Requests:
1 - Answer from the passage on Swiss graphic design:
(a) What invention first allowed the mass dissemination of every conceivable type of information?
(b) To which cities did talented Swiss artists gravitate in the 19th century?
(c) When did designers in Switzerland begin to seriously engage with poster and placard design?
2 - Extend the passage on Swiss graphic design past its final sentence.

Given text:

The invention of book printing allowed, for the first time, the mass dissemination of every conceivable type of information, making it a harbinger of the 21st-century digital revolution. The story of the emergence of modern visual communication is, in turn, intimately tied to the Industrial Revolution. Swiss graphic design played a substantial part in this process, providing impulses that continue to resonate down to today.

In terms of printing and typography, the 19th century was an epoch of radical change. Bold typefaces, serif and sans serif all became part of the design vocabulary. Photography and photolithography began to slowly assert themselves. On the other side of the equation, a continually growing number of businesses providing products or services became established with the desire to attract greater public attention, and as such required a new repertoire of characters. Although already heavily industrialised by the end of the 19th century, the major cultural currents swept through countries other than Switzerland. Instead, talented Swiss artists gravitated to Paris, London, Brussels, Vienna, Munich or Berlin, where the stimulating environment beckoned a widening of their horizons.

It was only in the early 20th century that designers in Switzerland began to seriously engage with poster and placard design. Indeed, this urban medium encapsulates much of what distinguishes Swiss graphic design: its impact is intended to be immediate and direct, meaning that it is obliged to focus on the essentials. What had lain dormant in Art Nouveau and graphic artworks prior to World War I — a certain flatness, vivid colours — was combined with objective representational forms to create a new composite. Whilst design in other countries was still enmeshed in martial war rhetoric, the neutral Swiss Federation proved to be an ideal nursery for the seedlings of a particular school of graphic design.

Information provided:
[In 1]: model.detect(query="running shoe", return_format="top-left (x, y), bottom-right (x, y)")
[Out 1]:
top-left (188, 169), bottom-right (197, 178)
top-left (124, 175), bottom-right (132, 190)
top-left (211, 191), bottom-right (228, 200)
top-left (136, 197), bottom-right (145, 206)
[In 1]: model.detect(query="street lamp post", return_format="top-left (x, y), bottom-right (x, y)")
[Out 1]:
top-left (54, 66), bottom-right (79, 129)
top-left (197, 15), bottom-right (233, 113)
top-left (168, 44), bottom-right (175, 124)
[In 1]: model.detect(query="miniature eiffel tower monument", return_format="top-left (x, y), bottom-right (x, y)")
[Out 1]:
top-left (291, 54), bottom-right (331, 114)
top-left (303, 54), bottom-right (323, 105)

Task-by-task outputs:
1 -
(a) Book printing.
(b) Paris, London, Brussels, Vienna, Munich and Berlin.
(c) In the early 20th century.

2 -
The ‘invention’ of Swiss graphic design

In 1918 Ernst Keller was appointed to the Zurich Kunstgewerbeschule, the school of arts and crafts. Keller’s programme centred not on a particular style but instead concentrated on content as the core of the design task. The autonomous artistic signature was passé, replaced by a stance that emphasised the undiluted power of the objective over eccentric expressional forms or the exaggerated rhetoric of commercial propaganda.[1] Quality graphic design was no longer an artistic garnish — the work of the graphic designer no longer lay in ‘merely’ a calling, rather it became a profession. And further: what Keller was for Zurich, his student Théo Ballmer, who went on to enrol at the Bauhaus, was for Basel.

However, the pioneering first generation of Swiss graphic artists didn’t only emerge from college education, rather many of them also acquired their learning as apprentices, for instance with the venerable Swiss publishing house Orell Füssli, whose art institute was the incubator for numerous famous designers.

Herbert Matter followed the traditional route of the roaming student and learnt painting in Paris with Fernand Léger, later acting as an assistant to A. M. Cassandre. Inspired by the Russian Constructivists, he blended images and typography to create a whole. A master of photomontage, he was one of the first to harness the technique for commercial purposes. Like many before and after him, the Swiss corset was too tight, drawing him, in his case, to the land of opportunity.

The Swiss Confederation can be seen as a stubborn and narrow-minded country, but nonetheless it wasn’t impervious to new impulses from outside. Jan Tschichold, the most important typographer of the 20th century, fled here from Germany in 1933 and went on to radically re-shape Swiss typographical design: both as an innovator and — so was his increasing tendency after World War II — as a preservationist.

Others too. The German Anton Stankowski worked for almost ten years with Max Dalang’s Zurich agency, bringing with him the verve of US advertising and cultivating an intense exchange with his Swiss colleagues.[2] Swiss style became increasingly marked by an import-export of characteristics and skills.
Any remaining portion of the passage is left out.